## START PASSAGE SHOWN

Ella Dial, a mental incompetent, died intestate in January 1940, leaving as her heir at law and next of kin her daughter, Nezzie Hammond Ellisor.

This whole controversy depends upon the construction of the deed from H. H. Dial to H. T. Dial and Ella Dial, above referred to. The relevant portions thereof read as follows:

“Know All Men by These Presents, that I H. H. Dial in the State aforesaid, for and in consideration of the sum of Five Dollars to me paid * * * have granted, bargained, sold and "released, and by these presents do grant, bargain, sell and release unto the said H. T. Dial and Ella Dial there heirs and assigns all that Peice Par-cell and Tract of land Situate Lying and being in County and State aforesaid Lying and being on the North Side of Camden Wire Road Nine miles from the City of Columbia S C and Containing Seventy Seven acres of land where I now live Known as my home Tract of land with all im Provements thereon. To H. T. Dial his heirs and assings for Ever and to Ella Dial her life Time only and at Ella Dial death the Same or her one half interest to go to H. T. Dial his heirs and assings for Ever and is bounded as follows to wit on the North waters of Gill Creek and East Alleanon Dial Land and South Camden Wire Road & George Dial Land and on the West Lee Lorick land it is agreed by all Partis interest in the above said Deed that said Deed shall not be in force untill my Death and the same shall be under my controll till then and then to be as above stated
“To have and to hold all and singular the premises before mentioned unto the said H. T. Dial his and Ella Dial her life time only Heirs and Assigns forever.
“And I do hereby bind myself and my Heirs, Executors and Administrators to warrant and forever defend all and singular the said premises unto the said H. T. Dial and Ella Dial her life Interest Heirs and Assigns, against * * *.”

This deed was duly witnessed and probated on the 3rd day of November, 1933, and on April 24, 1934, it was recorded in the office of the Clerk of Court for Rich-land County, South Carolina, in Book “DW” of Deeds, at page 147.

Summarized, the contentions of the heirs at’ law of H. T. Dial are that their intestate took a fee simple title to said premises, subject only to a life estate in Ella Dial. That upon the death of Ella Dial (their intestate having predeceased her), the title to said tract of land vested in them in fee simple absolute, and that they are now entitled to the full compensation therefor.

The contentions of Nezzie Hammond Ellisor are that her intestate took an undivided one-half interest in fee in said premises under the deed of H. H. Dial, and that she is now entitled to one-half of the compensation therefor. This contestant concedes that H. T. Dial was a tenant in common with her intestate, each owning an undivided one-half interest in fee in said premises.

## END PASSAGE SHOWN
## START STORED ROWS

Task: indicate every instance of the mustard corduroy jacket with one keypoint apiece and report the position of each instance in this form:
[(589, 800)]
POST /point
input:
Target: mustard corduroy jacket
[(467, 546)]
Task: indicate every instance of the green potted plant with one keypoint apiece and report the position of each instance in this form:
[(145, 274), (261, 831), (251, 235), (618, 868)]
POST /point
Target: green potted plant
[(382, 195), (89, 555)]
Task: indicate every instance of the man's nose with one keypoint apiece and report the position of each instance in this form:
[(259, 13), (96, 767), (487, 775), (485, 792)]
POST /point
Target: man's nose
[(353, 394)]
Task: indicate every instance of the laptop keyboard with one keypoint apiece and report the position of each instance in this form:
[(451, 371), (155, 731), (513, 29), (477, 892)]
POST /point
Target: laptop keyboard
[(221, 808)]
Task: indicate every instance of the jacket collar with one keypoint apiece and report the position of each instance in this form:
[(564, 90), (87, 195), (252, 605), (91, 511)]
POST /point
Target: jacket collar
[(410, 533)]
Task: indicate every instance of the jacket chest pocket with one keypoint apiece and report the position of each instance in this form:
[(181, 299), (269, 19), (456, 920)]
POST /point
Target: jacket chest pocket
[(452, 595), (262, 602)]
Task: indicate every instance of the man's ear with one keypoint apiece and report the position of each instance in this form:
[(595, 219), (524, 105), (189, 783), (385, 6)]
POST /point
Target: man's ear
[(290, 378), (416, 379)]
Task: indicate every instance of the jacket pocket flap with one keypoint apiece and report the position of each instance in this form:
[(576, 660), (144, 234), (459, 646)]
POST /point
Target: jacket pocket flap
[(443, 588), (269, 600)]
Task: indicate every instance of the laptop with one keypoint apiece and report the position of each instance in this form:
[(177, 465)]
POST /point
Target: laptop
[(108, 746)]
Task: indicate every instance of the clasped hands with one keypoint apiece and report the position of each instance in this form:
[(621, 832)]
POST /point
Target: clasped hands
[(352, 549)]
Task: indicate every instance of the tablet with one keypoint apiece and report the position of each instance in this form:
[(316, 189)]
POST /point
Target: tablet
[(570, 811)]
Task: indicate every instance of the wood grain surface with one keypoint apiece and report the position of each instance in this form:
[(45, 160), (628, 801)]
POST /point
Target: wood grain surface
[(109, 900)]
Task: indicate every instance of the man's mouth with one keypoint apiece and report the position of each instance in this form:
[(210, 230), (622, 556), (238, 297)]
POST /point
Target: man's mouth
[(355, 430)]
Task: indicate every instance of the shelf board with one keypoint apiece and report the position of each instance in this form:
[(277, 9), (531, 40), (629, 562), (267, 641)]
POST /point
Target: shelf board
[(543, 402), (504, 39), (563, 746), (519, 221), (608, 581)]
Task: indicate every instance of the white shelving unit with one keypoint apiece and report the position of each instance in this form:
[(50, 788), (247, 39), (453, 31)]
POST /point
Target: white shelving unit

## END STORED ROWS

PROBLEM TO SOLVE:
Rewrite the Dial deed passage from "Summarized, the contentions" to "full compensation therefor.", changing "compensation" to "payment".

TASK OUTPUT:
Summarized, the contentions of the heirs at’ law of H. T. Dial are that their intestate took a fee simple title to said premises, subject only to a life estate in Ella Dial. That upon the death of Ella Dial (their intestate having predeceased her), the title to said tract of land vested in them in fee simple absolute, and that they are now entitled to the full payment therefor.